(Entries from a pointing dataset)
>>>>>
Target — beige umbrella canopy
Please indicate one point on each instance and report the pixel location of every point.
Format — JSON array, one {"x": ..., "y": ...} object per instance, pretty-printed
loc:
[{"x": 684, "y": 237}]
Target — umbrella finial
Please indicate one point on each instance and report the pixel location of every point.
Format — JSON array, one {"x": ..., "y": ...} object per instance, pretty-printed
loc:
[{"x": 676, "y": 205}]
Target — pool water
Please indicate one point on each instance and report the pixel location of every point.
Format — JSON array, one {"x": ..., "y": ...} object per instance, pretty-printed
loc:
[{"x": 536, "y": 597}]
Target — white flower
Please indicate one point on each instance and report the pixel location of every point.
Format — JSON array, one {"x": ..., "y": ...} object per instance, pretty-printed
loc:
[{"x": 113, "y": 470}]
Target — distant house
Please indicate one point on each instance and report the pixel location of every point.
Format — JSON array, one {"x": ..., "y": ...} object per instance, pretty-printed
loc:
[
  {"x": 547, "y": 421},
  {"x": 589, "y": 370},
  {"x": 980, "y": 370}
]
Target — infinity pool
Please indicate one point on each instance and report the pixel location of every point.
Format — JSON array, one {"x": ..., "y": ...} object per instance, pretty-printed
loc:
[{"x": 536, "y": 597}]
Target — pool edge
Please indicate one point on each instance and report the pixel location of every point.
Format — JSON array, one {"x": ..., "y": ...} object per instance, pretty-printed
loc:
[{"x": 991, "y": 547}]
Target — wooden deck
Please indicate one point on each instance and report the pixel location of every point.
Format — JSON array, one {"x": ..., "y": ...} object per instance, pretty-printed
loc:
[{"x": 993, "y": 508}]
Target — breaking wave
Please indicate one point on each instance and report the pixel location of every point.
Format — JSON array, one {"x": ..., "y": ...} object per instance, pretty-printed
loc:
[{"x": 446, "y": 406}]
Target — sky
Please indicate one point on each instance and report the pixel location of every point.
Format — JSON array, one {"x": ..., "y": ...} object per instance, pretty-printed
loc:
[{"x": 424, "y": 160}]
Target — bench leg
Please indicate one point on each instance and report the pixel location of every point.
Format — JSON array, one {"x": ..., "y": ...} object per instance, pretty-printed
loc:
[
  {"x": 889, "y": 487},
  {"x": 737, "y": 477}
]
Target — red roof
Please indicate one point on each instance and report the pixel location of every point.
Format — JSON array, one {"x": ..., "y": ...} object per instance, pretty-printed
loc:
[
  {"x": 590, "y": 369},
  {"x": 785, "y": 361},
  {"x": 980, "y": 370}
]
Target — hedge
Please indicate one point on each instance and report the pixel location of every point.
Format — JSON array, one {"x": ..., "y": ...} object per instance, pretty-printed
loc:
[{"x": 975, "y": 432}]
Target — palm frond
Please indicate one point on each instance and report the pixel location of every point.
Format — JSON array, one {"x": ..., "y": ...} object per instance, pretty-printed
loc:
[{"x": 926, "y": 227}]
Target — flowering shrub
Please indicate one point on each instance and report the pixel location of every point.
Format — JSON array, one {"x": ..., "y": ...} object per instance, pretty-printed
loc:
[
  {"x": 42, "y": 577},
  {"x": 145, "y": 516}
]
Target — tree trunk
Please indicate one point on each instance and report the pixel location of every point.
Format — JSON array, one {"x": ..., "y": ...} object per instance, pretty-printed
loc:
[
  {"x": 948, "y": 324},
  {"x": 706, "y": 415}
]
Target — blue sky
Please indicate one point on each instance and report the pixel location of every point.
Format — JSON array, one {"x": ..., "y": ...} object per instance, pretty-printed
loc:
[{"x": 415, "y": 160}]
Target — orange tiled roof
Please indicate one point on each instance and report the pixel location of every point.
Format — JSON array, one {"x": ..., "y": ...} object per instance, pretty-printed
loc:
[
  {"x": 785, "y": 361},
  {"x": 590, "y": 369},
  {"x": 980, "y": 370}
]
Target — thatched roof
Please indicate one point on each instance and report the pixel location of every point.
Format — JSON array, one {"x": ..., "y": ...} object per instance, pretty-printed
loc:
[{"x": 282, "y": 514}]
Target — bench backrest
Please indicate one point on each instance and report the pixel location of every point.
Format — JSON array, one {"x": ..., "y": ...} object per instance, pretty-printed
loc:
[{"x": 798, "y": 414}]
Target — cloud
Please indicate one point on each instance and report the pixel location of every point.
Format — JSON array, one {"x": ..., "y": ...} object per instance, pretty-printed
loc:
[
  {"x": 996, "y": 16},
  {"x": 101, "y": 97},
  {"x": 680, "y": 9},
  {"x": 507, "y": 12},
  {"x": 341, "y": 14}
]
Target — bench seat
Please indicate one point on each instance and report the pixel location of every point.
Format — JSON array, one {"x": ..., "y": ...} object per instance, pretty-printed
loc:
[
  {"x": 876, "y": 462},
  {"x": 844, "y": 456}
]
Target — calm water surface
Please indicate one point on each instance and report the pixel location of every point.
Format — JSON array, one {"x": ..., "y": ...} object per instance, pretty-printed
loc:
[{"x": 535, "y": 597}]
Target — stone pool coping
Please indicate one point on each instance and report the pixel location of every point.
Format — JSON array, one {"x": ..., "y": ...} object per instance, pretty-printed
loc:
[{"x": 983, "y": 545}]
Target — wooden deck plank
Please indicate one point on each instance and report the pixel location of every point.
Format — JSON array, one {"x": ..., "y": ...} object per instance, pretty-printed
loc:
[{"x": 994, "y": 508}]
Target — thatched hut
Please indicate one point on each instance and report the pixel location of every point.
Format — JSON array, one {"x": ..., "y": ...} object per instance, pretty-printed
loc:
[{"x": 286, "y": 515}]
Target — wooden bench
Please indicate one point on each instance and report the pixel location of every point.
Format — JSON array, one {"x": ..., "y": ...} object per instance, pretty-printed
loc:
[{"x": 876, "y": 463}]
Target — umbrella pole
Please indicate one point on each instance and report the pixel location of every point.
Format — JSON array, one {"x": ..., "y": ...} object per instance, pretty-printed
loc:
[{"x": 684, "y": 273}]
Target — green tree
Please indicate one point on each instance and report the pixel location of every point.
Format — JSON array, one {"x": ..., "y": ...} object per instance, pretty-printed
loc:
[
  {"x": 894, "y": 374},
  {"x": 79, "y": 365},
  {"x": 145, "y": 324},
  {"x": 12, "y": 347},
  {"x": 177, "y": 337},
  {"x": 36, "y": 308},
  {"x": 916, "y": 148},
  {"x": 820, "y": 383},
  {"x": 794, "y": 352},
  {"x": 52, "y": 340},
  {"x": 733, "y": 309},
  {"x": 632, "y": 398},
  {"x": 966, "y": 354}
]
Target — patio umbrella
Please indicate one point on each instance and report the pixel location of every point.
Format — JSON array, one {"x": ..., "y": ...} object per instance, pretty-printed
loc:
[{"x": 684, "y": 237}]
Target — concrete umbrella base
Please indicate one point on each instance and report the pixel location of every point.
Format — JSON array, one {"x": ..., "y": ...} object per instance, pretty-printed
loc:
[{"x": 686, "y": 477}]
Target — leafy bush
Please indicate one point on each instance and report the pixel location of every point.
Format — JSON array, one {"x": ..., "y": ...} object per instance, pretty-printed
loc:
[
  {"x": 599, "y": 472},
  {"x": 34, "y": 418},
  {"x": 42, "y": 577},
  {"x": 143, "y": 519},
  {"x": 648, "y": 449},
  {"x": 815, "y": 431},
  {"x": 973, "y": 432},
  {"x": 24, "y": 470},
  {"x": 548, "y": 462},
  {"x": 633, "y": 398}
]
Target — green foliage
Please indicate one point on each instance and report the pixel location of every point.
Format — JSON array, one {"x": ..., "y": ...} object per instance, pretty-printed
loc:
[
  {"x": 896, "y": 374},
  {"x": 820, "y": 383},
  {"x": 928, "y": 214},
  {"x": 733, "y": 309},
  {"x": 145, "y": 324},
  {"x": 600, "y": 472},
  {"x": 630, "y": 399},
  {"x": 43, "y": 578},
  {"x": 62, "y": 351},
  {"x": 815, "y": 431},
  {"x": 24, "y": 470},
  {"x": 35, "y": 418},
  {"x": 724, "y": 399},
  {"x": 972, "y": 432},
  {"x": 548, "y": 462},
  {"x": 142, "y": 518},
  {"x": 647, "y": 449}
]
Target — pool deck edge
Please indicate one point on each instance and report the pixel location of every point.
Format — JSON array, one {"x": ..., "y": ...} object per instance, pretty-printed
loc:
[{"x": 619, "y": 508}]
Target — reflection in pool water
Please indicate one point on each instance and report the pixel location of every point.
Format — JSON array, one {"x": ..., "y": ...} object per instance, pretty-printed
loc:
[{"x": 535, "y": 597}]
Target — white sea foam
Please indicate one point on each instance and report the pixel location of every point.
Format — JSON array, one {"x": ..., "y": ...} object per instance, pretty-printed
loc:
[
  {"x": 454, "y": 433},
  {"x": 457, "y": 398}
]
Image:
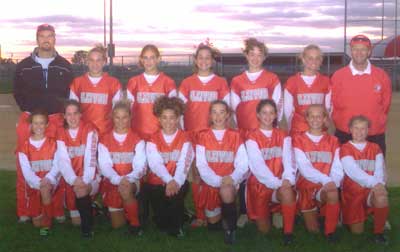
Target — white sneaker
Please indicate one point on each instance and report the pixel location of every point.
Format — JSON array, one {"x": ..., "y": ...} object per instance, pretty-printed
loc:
[
  {"x": 23, "y": 219},
  {"x": 277, "y": 220},
  {"x": 60, "y": 219},
  {"x": 242, "y": 220}
]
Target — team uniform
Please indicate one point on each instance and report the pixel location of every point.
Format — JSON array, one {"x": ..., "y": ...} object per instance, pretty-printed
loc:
[
  {"x": 143, "y": 90},
  {"x": 270, "y": 160},
  {"x": 37, "y": 162},
  {"x": 76, "y": 152},
  {"x": 300, "y": 92},
  {"x": 121, "y": 155},
  {"x": 364, "y": 167},
  {"x": 247, "y": 89},
  {"x": 219, "y": 153},
  {"x": 96, "y": 96},
  {"x": 349, "y": 87},
  {"x": 169, "y": 158},
  {"x": 318, "y": 162}
]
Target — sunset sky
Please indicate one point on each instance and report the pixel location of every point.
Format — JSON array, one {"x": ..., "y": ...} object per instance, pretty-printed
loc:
[{"x": 177, "y": 25}]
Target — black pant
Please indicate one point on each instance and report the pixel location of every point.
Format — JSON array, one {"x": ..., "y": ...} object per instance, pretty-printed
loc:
[
  {"x": 168, "y": 211},
  {"x": 378, "y": 139}
]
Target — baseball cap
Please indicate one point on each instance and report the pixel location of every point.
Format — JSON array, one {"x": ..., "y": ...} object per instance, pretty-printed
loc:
[
  {"x": 44, "y": 27},
  {"x": 360, "y": 40}
]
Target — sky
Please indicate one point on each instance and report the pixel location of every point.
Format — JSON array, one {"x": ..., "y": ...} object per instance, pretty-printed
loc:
[{"x": 177, "y": 26}]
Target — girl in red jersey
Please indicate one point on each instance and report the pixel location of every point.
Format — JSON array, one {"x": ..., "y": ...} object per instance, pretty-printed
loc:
[
  {"x": 76, "y": 152},
  {"x": 40, "y": 172},
  {"x": 272, "y": 172},
  {"x": 320, "y": 173},
  {"x": 122, "y": 162},
  {"x": 222, "y": 162},
  {"x": 145, "y": 88},
  {"x": 197, "y": 92},
  {"x": 363, "y": 189},
  {"x": 247, "y": 89},
  {"x": 170, "y": 155},
  {"x": 305, "y": 88},
  {"x": 96, "y": 91}
]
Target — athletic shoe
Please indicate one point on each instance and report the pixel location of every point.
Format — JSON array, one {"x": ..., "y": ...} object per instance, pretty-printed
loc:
[
  {"x": 24, "y": 219},
  {"x": 229, "y": 236},
  {"x": 45, "y": 231},
  {"x": 242, "y": 220},
  {"x": 288, "y": 239},
  {"x": 380, "y": 239}
]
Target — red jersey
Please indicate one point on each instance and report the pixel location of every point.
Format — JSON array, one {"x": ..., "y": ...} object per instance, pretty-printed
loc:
[
  {"x": 76, "y": 146},
  {"x": 121, "y": 153},
  {"x": 220, "y": 155},
  {"x": 170, "y": 153},
  {"x": 199, "y": 96},
  {"x": 366, "y": 94},
  {"x": 41, "y": 160},
  {"x": 250, "y": 94},
  {"x": 304, "y": 95},
  {"x": 321, "y": 155},
  {"x": 143, "y": 120},
  {"x": 96, "y": 100}
]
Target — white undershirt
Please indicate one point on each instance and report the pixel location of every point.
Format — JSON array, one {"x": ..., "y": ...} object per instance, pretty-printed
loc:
<<<<<
▶ **AIM OF THE EXERCISE**:
Output the records as a Markdown table with columns "Row" and "Line", starting at the line that contains "Target — white undershirt" and ending at the end of the records. Give each line its own numbered row and leave out blank lines.

▶ **EXERCISE SOLUTION**:
| Row | Line |
|---|---|
| 1 | Target — white undershirt |
| 2 | Please indicate one point on each instance and report the pixel location of every point. |
| 3 | Format — JSON array, one {"x": ..., "y": ...} object per instance, pretty-printed |
| 4 | loc: |